WHAT IS EXPECTED: Transcribe the records from the line containing "For each instance of the gabled" onward, up to and including the final line, exactly and without anything else.

------ EXERCISE MATERIALS ------

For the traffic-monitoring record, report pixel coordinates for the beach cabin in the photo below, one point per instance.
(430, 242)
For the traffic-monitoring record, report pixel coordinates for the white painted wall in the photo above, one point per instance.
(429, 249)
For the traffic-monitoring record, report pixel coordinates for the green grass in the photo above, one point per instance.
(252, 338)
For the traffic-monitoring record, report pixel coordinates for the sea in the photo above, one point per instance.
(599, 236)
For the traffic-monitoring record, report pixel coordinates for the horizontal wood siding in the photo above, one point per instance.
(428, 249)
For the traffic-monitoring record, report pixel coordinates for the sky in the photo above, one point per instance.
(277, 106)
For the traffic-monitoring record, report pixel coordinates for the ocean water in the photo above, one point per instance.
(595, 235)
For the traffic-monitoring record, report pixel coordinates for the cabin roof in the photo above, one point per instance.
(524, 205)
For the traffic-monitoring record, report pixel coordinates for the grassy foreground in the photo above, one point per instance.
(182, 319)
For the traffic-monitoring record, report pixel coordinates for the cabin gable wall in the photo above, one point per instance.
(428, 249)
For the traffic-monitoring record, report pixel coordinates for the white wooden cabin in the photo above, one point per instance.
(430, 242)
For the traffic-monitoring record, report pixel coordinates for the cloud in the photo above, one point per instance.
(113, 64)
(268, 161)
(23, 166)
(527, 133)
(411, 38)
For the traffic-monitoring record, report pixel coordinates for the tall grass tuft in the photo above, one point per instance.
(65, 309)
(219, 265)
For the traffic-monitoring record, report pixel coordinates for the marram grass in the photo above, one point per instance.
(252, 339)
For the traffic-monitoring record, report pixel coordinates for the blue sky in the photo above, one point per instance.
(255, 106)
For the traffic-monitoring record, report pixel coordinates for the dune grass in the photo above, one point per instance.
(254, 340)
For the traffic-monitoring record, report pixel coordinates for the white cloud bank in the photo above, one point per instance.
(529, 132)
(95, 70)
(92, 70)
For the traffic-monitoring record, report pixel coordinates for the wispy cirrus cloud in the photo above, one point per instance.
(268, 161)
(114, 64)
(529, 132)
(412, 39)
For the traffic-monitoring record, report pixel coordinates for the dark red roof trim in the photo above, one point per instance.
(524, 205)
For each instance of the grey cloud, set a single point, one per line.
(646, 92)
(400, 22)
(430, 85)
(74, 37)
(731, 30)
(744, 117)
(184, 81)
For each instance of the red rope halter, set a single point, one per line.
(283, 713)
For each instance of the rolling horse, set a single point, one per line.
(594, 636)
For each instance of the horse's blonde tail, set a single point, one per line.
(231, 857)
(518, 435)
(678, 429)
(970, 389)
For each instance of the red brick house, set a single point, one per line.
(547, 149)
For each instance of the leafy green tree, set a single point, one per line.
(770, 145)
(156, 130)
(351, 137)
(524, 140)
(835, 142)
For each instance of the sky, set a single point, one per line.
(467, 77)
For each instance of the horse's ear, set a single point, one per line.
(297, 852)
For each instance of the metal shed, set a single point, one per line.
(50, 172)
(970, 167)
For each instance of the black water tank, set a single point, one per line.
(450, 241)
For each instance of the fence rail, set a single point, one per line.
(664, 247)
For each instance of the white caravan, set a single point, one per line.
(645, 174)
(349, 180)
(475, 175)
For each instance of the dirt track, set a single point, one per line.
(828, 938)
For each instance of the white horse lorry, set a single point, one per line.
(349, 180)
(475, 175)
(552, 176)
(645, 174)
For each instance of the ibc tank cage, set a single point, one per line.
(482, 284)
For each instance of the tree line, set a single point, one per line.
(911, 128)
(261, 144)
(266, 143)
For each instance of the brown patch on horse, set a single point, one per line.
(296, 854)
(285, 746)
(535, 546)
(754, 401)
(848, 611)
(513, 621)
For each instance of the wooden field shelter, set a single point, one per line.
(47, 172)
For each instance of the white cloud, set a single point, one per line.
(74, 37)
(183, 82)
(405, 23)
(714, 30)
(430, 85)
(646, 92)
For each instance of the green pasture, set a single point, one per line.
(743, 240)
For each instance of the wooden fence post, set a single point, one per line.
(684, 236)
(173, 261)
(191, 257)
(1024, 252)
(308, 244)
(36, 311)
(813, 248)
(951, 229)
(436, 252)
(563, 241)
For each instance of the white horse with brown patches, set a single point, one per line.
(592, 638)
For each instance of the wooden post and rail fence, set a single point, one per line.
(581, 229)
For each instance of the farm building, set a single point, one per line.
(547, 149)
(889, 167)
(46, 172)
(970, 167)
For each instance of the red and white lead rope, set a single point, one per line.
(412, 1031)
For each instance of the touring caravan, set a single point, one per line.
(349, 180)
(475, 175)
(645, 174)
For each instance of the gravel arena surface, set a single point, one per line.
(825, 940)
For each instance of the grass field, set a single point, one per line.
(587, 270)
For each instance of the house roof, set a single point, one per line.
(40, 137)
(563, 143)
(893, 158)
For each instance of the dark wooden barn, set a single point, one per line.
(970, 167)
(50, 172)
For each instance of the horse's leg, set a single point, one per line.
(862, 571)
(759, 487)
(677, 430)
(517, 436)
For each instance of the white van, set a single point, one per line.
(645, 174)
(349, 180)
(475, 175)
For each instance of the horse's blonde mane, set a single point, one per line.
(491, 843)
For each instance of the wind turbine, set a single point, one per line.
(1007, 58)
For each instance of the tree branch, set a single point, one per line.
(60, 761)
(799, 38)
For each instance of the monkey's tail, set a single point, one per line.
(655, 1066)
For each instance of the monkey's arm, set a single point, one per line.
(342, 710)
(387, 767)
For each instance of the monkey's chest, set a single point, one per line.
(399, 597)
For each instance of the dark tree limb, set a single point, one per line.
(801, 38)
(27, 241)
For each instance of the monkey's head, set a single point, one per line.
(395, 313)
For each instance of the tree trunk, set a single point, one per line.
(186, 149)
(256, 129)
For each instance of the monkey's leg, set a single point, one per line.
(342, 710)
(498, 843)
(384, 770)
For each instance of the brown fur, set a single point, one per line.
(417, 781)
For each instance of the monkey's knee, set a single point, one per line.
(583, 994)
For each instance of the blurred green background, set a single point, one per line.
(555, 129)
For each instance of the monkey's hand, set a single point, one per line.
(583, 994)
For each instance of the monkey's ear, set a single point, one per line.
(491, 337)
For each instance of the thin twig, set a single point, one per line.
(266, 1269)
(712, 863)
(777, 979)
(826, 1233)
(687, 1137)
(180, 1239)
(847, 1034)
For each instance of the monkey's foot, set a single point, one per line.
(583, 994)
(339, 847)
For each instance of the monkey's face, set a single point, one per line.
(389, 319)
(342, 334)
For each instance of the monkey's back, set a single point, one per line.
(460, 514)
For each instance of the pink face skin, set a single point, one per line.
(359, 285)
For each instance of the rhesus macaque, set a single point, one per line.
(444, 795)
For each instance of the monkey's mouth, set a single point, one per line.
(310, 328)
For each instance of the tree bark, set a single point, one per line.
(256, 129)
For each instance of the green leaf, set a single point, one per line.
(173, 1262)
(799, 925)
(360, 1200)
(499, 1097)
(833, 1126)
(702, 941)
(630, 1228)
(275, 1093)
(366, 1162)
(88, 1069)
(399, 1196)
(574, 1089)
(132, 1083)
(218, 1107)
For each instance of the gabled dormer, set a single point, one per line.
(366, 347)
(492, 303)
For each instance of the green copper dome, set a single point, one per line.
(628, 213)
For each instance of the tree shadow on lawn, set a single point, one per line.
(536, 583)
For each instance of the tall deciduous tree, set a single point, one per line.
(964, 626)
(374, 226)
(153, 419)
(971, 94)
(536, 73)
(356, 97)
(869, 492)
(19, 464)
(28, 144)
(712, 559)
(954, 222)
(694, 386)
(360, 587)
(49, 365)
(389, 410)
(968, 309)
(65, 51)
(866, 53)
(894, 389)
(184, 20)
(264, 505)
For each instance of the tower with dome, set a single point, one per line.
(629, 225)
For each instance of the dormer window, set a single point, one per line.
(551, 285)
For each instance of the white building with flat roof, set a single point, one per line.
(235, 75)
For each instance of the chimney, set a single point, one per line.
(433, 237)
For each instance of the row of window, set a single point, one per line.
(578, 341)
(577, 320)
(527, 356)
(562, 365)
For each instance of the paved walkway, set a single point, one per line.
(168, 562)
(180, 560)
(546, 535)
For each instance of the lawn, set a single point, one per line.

------

ANSWER BOX:
For each instance of the gabled dormer, set a single point, one per line.
(366, 347)
(492, 303)
For each instance of the green copper dome, set a single point, one per line.
(628, 213)
For each instance of the tree shadow on lawn, set a single point, one per line.
(536, 583)
For each instance of the tall deciduous tree, set a single point, one per line.
(964, 626)
(374, 226)
(153, 419)
(971, 94)
(536, 73)
(356, 97)
(869, 492)
(19, 464)
(28, 144)
(712, 559)
(954, 222)
(694, 386)
(360, 587)
(49, 365)
(389, 410)
(968, 309)
(65, 51)
(866, 53)
(894, 389)
(184, 20)
(264, 505)
For each instance of the tower with dome, set a single point, one per line.
(629, 225)
For each instance of the dormer window, set a single point, one per line.
(551, 285)
For each instance of the white building with flat roof, set a single point, one per line.
(235, 75)
For each instance of the chimney, set a single point, one per line.
(433, 237)
For each instance of the row of window, set a single point, one per line.
(578, 341)
(577, 320)
(527, 356)
(562, 365)
For each instance of the paved walkway, set a single point, one per line.
(168, 562)
(180, 560)
(546, 535)
For each instance of the lawn, set a single point, one per line.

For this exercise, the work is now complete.